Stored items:
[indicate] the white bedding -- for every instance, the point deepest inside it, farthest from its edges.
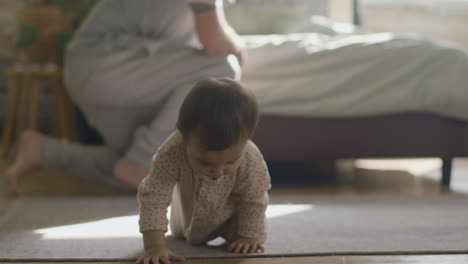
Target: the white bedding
(316, 75)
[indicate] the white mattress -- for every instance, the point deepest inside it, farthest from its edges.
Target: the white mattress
(315, 75)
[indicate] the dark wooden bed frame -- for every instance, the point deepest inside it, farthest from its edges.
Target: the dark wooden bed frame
(404, 135)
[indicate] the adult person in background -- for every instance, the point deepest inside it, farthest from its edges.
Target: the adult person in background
(128, 69)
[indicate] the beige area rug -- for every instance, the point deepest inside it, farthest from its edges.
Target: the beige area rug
(105, 228)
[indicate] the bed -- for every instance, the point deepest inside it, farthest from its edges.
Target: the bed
(354, 96)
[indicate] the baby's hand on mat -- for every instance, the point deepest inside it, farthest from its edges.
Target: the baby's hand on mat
(159, 255)
(245, 245)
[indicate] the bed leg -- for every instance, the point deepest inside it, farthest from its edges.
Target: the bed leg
(446, 172)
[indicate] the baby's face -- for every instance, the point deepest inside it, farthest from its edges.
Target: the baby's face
(214, 164)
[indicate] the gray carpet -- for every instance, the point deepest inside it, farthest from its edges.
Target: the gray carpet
(106, 228)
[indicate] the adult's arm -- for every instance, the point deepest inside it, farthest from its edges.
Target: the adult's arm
(214, 32)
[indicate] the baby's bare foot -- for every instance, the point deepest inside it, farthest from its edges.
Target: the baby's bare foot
(27, 158)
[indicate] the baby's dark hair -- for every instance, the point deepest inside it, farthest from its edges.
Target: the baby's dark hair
(220, 111)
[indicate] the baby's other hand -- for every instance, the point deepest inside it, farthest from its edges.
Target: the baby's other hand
(159, 255)
(246, 245)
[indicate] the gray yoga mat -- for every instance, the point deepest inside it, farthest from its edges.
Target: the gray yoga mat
(106, 228)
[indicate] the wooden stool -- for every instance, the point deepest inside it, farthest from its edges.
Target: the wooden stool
(24, 94)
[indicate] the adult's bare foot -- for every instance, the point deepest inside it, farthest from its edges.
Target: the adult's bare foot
(28, 158)
(130, 172)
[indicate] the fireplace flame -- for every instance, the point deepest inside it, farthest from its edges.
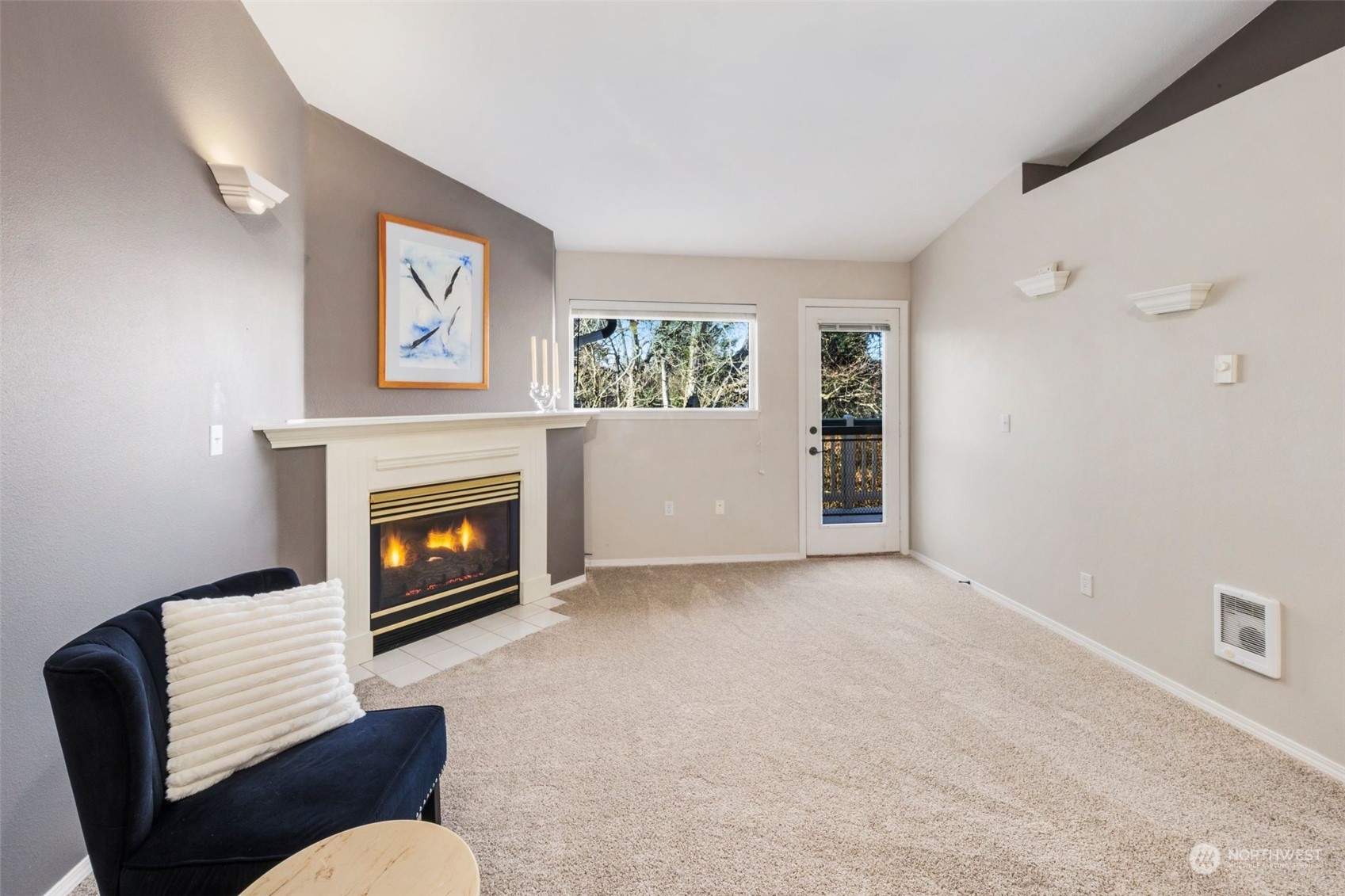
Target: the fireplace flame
(444, 539)
(463, 539)
(395, 552)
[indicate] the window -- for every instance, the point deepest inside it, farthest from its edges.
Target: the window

Your goal
Reproduce all of the data exactly; the pictures do not belong in the copy.

Complete output
[indicate] the white bedding -- for every instance, the point deepest inside it, farthest from its edges.
Target: the white bedding
(316, 75)
[indicate] the white mattress -- for every instance, the point deepest inside it, farthest from its edges.
Target: the white mattress
(315, 75)
[indicate] the dark wooden bed frame -- for every instance, the point deepest inside it, farthest from its edges.
Target: the dark wooden bed frame
(404, 135)
[indicate] the adult person in background -- for every instance, the point deepest inside it, farthest from its edges.
Target: the adult person in background
(128, 69)
[indicate] the beige area rug -- for every instance, the point deepest inside it, farthest from its edges.
Target: the beige area rug
(105, 228)
[indicate] the bed -- for every instance, the point deepest inside it, farthest from its edges.
Target: the bed
(354, 96)
[indicate] the baby's hand on mat -- for every instance, the point deepest inside it, farthest from its edges.
Target: the baby's hand on mat
(159, 255)
(245, 245)
[indicate] the bed leg -- for every instance, the point deepest inside it, farthest from its edges.
Target: the bed leg
(446, 172)
[indicate] the baby's face -- for every instance, the point deepest inside it, farthest from its edges.
Target: the baby's face
(214, 164)
[indicate] the gray carpet -- for every instance, the point deepest inside it, farthest from its edges.
Target: the gray carpet
(106, 228)
[indicate] the adult's arm -- for every instance, the point deepest inside it, farthest from its edges.
Target: the adult's arm
(214, 32)
[indicate] the baby's bare foot -- for every instance, the point deepest inside it, farthest from its edges.
Target: the baby's bare foot
(27, 158)
[indicate] the baby's dark hair -- for every instance, the point deepest inside it, farthest from its edges.
Target: the baby's dark hair
(220, 111)
[indicate] the baby's other hand -- for every instance, the point deepest inside it, farthest from its edges.
Target: the baby's other hand
(159, 255)
(246, 245)
[indicate] the gray yoga mat -- for every instance, the point deepest inside it, farthest from its edges.
Target: the gray yoga mat
(106, 228)
[indicate] the wooden stool -- for every instance, the point deepest inside it, farthest from its edges.
Target: the wooden stool
(24, 94)
[indicate] the adult's bare foot -- for every instance, the point deepest inside it, farthest from its edges.
Target: the adult's bare foot
(28, 158)
(130, 172)
[indicate] the fireplace flame -- for every instance, the point deepest inside it, farthest from its edges.
Target: the fireplace flame
(444, 539)
(463, 539)
(395, 552)
[indicate] the window -- for every instance, the point deepest inside it, farthest from its edges.
Target: the window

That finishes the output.